_QUOTED PASSAGE_
In the section Reusing PyDFix we have provided a high level overview of the modifications required to extend the work done so far.
The following script gathers metrics about dependency packages from original
build logs of BugSwarm artifacts. (Recall that we could not perform this on
BugsInPy due to the absence of original build logs.)
🔶 The estimated running time for the following command
is: ≤10 minutes.
$ python3 gather_metrics_from_orig_logs.py -path ~/PyDFix -originallogs ~/PyDFix/orig_log_bugswarm
Note: The artifacts.json for BugSwarm v1.1.3 is included in the root of the cloned directory.
This generates a CSV file named orig_log_metrics.csv
which has the following columns.

_DATA EXCERPT_
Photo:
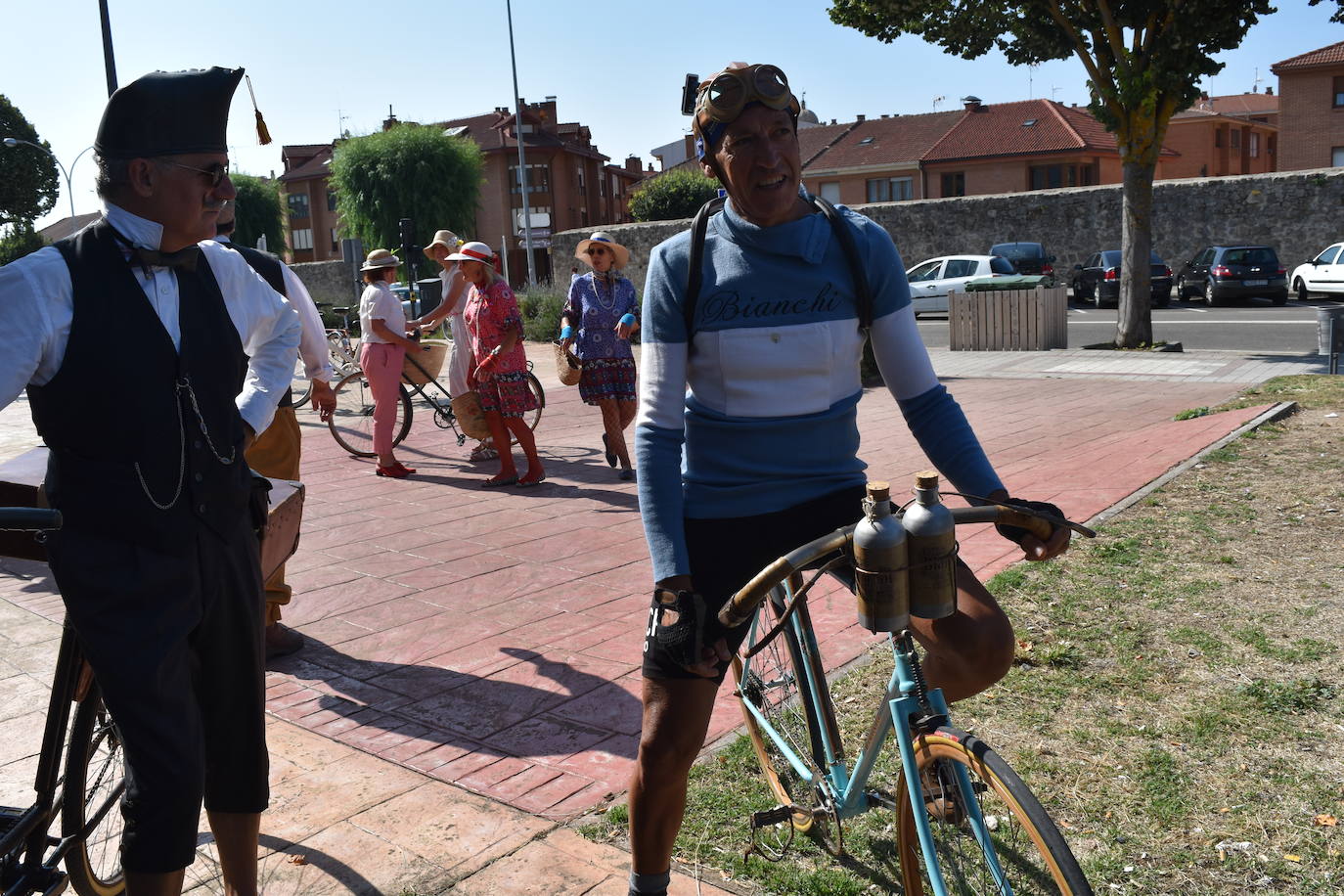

_REQUIREMENTS_
Answer these questions using the PyDFix text.
(a) Why could the metrics not be gathered for BugsInPy?
(b) What is the estimated running time for the command?
(c) What is the name of the file the script generates?

_IN RESPONSE_
(a) BugsInPy has no original build logs.
(b) At most 10 minutes.
(c) orig_log_metrics.csv, a CSV file.